### What to produce
Your answer should be every line of the records that contains the word "yellow", copied as it stands.

### Exercise data
<<<<

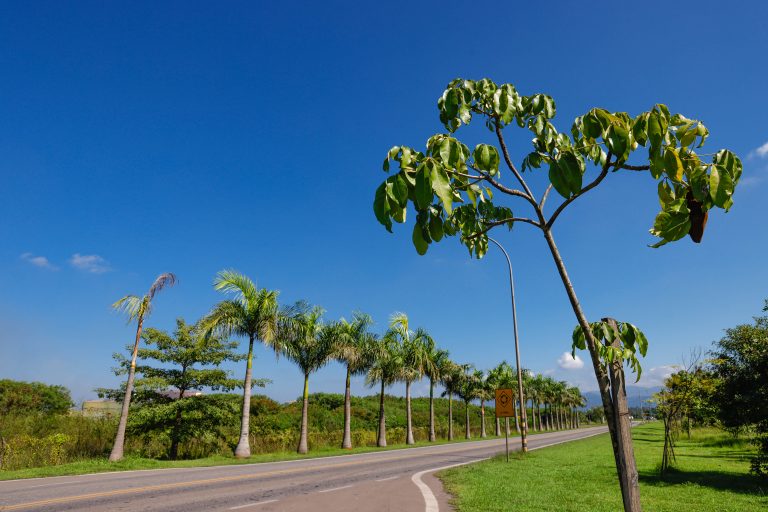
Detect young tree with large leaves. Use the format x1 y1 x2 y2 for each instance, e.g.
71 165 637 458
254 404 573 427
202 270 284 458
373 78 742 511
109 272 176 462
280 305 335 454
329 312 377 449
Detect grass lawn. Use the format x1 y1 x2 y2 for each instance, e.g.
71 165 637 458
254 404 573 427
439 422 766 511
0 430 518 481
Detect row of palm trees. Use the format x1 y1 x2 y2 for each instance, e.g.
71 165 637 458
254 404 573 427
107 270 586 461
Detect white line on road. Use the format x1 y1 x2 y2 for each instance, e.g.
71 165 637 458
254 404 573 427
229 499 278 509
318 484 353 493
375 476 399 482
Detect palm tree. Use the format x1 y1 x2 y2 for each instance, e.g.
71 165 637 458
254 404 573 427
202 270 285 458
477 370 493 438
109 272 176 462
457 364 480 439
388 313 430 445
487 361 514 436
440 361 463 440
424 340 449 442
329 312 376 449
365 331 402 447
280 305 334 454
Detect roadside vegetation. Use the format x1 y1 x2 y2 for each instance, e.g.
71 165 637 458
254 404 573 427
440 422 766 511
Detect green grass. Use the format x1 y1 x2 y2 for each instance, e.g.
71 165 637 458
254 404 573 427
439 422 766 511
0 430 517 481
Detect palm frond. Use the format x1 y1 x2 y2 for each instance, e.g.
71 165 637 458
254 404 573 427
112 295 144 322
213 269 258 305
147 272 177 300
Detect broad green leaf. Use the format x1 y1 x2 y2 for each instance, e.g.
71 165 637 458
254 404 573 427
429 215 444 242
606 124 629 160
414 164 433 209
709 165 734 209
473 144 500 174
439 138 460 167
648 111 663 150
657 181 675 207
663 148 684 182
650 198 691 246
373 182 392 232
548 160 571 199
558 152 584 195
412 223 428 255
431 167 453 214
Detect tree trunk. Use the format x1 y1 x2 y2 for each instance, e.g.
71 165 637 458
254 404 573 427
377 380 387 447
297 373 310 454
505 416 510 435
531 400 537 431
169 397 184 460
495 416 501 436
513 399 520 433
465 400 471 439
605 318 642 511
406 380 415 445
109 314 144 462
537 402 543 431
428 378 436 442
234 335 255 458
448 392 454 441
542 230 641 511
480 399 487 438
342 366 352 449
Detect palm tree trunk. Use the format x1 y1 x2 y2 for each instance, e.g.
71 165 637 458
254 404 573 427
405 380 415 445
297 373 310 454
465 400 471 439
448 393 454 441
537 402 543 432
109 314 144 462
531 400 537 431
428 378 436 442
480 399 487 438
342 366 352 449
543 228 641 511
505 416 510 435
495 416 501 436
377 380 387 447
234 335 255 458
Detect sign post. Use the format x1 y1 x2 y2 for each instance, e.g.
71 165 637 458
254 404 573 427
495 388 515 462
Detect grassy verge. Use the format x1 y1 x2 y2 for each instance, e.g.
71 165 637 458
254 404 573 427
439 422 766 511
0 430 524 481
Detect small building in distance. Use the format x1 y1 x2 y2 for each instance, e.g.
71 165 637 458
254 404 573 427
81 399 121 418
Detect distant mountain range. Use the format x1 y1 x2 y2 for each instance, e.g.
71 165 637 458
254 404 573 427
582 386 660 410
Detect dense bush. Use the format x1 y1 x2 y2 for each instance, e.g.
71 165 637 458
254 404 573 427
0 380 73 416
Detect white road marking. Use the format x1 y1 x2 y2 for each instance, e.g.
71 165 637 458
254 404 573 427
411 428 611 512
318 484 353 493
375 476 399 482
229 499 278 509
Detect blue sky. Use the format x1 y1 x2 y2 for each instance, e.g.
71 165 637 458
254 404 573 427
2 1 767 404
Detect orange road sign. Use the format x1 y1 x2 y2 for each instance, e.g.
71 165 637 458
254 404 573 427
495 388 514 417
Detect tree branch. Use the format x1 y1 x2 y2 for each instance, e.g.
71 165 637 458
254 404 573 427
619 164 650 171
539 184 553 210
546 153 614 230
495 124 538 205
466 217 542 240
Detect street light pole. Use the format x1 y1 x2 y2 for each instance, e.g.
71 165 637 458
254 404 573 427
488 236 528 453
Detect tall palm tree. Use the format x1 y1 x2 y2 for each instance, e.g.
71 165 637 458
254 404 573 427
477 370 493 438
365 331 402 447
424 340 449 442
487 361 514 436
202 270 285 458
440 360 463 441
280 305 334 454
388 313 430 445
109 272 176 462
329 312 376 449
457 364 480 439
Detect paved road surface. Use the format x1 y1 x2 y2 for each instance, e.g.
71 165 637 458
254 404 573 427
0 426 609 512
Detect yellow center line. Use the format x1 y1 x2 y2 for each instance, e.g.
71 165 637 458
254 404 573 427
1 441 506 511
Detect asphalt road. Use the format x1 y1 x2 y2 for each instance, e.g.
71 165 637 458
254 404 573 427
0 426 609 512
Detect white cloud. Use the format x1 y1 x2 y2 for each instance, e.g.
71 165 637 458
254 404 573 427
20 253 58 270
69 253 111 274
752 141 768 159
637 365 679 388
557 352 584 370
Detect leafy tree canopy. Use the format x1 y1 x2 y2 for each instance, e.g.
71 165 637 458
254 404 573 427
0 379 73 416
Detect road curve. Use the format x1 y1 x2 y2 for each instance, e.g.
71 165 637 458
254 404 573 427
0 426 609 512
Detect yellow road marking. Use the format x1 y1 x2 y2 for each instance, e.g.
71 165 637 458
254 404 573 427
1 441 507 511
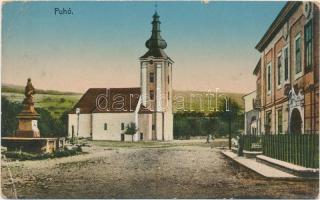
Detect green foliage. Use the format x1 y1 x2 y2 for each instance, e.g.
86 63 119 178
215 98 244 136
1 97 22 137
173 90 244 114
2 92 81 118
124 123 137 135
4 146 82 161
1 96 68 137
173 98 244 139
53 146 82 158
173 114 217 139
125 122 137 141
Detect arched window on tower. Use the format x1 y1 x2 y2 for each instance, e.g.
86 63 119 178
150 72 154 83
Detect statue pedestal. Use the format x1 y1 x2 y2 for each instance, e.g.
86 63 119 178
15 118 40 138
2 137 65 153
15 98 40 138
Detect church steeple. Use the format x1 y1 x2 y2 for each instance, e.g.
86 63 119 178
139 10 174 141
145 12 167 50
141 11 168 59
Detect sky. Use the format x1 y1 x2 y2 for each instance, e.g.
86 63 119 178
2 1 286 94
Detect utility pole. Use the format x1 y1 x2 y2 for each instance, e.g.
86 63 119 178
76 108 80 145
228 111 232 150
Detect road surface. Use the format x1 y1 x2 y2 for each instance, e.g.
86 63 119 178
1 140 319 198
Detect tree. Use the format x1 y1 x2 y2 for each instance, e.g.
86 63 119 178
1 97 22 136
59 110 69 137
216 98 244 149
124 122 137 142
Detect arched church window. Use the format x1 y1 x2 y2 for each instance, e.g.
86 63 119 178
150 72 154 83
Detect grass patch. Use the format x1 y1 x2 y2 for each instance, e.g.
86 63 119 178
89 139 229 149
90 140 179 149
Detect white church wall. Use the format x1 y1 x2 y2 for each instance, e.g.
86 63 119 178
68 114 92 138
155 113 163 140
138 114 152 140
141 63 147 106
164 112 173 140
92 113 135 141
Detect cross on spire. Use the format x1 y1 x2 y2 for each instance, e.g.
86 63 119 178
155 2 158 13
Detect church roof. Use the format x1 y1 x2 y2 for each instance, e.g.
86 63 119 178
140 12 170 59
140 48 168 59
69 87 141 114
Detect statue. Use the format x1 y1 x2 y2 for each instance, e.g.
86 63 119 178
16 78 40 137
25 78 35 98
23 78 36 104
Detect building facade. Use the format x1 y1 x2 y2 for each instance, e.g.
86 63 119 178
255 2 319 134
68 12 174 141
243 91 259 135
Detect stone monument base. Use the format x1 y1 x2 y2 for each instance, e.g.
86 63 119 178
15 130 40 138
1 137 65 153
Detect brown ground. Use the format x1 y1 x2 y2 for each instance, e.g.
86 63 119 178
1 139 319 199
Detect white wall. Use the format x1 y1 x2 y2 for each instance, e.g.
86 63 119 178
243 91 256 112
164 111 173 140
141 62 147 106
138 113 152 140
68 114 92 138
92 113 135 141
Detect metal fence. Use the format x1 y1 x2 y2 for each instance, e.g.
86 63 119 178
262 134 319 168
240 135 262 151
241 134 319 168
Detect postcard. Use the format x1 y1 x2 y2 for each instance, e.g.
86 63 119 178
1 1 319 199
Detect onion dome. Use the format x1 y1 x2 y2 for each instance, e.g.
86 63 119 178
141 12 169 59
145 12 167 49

>>>>

### Reply
Detect yellow center line. Use the format x1 y1 x2 y2 for each instance, e.g.
Detect yellow road marking. Use the format x1 y1 x2 y2 for each instance, e.g.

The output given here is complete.